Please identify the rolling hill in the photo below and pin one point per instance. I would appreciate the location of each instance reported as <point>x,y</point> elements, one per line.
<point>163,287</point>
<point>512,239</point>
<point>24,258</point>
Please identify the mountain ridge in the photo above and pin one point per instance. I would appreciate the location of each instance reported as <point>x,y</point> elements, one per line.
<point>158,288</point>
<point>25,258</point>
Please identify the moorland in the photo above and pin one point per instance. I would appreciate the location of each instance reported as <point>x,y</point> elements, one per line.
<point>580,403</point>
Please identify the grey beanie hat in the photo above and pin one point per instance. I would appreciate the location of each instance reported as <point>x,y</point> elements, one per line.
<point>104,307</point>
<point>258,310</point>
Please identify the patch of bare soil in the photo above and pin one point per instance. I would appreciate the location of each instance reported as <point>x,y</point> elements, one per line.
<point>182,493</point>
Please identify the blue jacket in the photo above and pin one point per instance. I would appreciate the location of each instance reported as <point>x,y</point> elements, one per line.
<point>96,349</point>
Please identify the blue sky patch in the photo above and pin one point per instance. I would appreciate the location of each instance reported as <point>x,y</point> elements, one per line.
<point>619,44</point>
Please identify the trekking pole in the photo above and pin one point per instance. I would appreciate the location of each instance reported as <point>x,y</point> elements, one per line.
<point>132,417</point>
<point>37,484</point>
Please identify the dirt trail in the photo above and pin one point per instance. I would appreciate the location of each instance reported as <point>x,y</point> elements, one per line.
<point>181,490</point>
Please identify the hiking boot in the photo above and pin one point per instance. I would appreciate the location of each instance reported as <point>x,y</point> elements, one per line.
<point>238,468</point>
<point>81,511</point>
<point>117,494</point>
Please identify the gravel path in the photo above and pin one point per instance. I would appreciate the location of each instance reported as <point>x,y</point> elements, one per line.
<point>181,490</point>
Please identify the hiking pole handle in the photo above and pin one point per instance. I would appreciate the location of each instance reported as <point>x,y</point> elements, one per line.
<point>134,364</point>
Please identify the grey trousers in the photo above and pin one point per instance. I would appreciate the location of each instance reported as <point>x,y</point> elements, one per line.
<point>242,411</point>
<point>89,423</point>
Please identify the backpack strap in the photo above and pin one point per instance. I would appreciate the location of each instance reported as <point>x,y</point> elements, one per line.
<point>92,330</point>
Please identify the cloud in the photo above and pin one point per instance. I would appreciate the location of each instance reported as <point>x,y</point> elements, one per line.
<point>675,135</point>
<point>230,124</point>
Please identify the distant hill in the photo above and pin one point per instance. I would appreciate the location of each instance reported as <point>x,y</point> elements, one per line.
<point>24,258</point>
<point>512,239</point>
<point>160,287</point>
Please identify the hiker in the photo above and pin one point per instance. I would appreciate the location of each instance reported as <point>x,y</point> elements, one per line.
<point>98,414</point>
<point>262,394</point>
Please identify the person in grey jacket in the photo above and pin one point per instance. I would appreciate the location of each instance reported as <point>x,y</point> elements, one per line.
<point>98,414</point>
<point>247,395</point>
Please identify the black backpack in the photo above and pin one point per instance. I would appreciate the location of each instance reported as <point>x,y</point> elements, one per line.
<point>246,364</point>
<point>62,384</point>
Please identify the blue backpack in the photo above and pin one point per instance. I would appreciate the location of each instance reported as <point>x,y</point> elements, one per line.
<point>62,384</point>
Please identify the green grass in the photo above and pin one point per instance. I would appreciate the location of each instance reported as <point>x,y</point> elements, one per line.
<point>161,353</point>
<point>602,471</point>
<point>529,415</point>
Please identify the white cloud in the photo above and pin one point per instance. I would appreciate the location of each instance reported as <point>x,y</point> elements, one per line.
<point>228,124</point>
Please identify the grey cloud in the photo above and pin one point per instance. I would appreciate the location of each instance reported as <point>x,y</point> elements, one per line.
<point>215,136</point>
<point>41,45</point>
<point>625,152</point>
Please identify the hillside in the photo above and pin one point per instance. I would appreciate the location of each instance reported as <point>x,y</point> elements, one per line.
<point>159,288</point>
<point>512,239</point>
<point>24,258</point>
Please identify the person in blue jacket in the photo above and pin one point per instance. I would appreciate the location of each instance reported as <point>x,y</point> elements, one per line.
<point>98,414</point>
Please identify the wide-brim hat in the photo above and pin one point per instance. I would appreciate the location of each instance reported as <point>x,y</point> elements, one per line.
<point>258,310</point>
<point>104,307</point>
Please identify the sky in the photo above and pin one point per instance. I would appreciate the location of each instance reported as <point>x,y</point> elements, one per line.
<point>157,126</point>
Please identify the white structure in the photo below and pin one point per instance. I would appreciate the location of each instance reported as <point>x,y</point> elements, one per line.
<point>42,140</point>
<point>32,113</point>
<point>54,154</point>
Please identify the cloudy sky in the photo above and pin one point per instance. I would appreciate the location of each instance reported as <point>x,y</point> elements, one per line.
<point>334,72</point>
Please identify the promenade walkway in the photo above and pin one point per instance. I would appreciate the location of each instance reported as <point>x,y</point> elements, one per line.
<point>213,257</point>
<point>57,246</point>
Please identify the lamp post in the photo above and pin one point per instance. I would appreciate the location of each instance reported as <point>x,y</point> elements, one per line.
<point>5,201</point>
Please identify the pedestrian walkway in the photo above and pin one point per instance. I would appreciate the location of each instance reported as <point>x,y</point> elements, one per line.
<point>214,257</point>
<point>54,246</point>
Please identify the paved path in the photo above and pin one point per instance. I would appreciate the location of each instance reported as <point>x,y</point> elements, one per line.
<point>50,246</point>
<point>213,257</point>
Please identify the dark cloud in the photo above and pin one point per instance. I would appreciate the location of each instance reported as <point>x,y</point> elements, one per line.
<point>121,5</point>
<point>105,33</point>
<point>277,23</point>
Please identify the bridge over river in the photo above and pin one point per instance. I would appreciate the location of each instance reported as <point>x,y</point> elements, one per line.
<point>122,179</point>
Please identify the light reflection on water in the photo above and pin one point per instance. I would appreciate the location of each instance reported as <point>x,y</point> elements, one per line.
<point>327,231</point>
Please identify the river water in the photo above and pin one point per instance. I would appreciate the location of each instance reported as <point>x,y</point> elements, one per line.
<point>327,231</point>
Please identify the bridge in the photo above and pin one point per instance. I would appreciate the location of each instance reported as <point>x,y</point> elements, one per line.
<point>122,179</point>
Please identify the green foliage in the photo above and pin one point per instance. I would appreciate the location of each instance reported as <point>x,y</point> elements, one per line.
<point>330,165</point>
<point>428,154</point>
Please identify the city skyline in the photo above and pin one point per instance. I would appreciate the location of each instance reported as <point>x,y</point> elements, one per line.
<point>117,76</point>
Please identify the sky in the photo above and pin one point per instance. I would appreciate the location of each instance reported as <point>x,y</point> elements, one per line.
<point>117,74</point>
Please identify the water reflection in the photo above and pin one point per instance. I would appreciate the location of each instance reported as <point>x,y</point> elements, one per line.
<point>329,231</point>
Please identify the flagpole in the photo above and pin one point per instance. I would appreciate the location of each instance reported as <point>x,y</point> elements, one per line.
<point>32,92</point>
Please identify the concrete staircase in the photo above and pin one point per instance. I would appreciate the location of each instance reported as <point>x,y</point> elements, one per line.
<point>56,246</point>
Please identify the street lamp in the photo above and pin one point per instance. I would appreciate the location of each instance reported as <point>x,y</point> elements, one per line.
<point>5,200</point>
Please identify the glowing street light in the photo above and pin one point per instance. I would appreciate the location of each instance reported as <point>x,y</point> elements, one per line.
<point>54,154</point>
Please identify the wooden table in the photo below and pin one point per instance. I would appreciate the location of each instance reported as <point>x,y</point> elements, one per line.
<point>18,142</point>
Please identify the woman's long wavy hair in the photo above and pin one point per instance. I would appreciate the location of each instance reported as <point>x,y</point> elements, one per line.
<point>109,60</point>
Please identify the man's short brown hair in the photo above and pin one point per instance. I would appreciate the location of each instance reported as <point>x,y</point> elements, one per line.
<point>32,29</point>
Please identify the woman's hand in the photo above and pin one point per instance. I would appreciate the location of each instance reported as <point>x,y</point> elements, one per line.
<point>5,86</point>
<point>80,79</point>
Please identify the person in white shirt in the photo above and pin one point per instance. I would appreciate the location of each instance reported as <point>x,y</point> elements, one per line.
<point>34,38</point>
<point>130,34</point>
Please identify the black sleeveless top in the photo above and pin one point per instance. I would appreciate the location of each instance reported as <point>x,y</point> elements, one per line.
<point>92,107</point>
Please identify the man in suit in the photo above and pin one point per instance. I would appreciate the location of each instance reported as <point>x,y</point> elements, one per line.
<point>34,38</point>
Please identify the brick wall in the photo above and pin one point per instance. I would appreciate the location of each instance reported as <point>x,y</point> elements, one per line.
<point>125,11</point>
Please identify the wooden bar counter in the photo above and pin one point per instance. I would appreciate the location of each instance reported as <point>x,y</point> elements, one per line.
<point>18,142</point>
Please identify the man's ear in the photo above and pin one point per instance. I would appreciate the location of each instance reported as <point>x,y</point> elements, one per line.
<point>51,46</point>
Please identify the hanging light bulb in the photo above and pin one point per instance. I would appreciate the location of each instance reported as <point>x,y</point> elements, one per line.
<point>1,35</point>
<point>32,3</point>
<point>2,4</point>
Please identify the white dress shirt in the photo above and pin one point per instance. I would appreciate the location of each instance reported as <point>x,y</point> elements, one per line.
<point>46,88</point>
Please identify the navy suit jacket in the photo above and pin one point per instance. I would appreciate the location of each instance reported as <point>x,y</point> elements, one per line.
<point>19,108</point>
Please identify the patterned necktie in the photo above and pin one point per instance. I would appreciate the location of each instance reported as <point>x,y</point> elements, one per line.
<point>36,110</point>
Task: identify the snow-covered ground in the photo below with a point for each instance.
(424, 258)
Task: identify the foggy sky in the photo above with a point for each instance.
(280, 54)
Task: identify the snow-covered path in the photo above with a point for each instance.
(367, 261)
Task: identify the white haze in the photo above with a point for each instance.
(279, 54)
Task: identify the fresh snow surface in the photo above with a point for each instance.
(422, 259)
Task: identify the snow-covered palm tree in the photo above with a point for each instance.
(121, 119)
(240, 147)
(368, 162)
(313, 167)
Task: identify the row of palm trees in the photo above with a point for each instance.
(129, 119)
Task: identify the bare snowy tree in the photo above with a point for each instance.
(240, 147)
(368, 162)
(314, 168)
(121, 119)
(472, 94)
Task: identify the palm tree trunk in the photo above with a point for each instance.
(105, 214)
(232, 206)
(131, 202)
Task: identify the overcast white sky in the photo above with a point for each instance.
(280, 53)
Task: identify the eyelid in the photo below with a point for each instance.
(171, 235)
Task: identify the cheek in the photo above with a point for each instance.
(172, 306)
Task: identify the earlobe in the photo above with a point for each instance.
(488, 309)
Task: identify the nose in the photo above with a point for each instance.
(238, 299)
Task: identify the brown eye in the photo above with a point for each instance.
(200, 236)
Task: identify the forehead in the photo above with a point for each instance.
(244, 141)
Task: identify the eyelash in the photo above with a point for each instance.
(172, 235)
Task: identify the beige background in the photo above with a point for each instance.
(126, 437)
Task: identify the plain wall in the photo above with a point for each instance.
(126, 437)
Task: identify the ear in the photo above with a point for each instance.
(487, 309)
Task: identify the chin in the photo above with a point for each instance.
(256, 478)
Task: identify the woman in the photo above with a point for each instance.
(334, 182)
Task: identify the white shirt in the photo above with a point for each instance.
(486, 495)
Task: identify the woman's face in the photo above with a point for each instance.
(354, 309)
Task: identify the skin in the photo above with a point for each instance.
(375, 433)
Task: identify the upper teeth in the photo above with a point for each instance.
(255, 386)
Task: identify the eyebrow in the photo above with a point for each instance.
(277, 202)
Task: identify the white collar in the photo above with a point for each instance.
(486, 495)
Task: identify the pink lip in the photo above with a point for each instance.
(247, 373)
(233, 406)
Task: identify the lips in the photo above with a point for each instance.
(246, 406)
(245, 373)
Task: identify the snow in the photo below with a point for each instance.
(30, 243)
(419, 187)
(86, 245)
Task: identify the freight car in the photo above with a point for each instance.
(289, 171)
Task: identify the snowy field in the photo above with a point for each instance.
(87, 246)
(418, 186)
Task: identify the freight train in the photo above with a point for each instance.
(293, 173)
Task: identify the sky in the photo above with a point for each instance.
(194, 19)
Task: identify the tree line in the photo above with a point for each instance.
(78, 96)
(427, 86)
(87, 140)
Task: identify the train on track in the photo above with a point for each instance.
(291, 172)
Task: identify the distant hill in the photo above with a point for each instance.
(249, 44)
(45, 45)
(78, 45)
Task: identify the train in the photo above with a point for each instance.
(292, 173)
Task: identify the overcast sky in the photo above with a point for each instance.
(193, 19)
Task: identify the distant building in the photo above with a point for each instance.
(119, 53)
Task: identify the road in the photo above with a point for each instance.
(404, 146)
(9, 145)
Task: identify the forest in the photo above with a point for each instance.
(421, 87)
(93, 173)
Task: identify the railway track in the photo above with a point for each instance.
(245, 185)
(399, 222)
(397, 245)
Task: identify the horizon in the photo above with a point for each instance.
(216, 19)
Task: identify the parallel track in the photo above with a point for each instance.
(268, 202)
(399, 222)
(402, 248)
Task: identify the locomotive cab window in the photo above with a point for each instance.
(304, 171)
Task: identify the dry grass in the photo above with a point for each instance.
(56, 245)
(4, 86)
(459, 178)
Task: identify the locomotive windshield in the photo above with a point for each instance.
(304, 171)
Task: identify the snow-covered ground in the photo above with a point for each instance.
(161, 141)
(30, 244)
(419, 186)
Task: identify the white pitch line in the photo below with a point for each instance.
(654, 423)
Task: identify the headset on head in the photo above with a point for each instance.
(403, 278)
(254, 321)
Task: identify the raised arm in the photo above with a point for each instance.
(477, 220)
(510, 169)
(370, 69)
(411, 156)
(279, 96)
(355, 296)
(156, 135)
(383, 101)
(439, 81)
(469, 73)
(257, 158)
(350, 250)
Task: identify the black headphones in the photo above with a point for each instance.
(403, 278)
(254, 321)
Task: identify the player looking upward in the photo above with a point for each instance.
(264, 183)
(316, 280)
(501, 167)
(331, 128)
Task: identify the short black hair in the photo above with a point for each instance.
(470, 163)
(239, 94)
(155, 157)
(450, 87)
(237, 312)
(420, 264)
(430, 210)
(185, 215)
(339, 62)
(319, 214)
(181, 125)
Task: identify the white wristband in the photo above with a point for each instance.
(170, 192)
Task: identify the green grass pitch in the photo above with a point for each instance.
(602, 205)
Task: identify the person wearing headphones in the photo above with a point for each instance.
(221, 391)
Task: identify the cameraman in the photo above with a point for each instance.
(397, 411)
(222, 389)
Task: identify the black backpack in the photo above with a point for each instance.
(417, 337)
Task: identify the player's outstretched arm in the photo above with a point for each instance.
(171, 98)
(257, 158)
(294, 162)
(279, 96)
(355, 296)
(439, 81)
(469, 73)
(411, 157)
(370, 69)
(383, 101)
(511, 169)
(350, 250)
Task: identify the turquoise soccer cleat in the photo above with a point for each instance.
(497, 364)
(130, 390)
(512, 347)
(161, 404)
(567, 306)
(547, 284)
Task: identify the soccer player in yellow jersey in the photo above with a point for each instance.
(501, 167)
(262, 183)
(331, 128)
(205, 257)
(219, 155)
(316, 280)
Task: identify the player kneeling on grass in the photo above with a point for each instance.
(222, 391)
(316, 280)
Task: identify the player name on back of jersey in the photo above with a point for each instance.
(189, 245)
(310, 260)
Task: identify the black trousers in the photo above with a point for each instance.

========================

**What is expected**
Once you find the line containing "Task: identify the person", copy it and every line after it through the end of the records, exactly as they stand.

**Answer section**
Task: identify the person wearing headphones in the photo above with a point for each instance.
(221, 391)
Task: identify the cameraman in the photo above with a point for each instance.
(397, 411)
(222, 389)
Task: identify the black backpack in the photo above with a point for each instance.
(417, 337)
Task: identify the player's outstretched arm in the photo above with a point for each instance.
(171, 98)
(257, 158)
(294, 162)
(279, 96)
(355, 296)
(439, 81)
(469, 73)
(411, 157)
(370, 69)
(383, 101)
(511, 169)
(350, 250)
Task: identify the turquoise soccer cleat in the photo above with a point for each instance.
(497, 364)
(130, 390)
(512, 347)
(161, 404)
(567, 306)
(547, 284)
Task: identify the soccer player in yellow jersey in the photo above with a point for each instance.
(501, 167)
(262, 183)
(331, 128)
(205, 257)
(219, 155)
(316, 280)
Task: identify the player kneeling on grass in the photo above with a point for each instance.
(222, 391)
(316, 280)
Task: identify the player name on back of jersey in the photo above with a point for each instance.
(189, 245)
(310, 260)
Task: identify the black trousers in the photo above with a point for each instance.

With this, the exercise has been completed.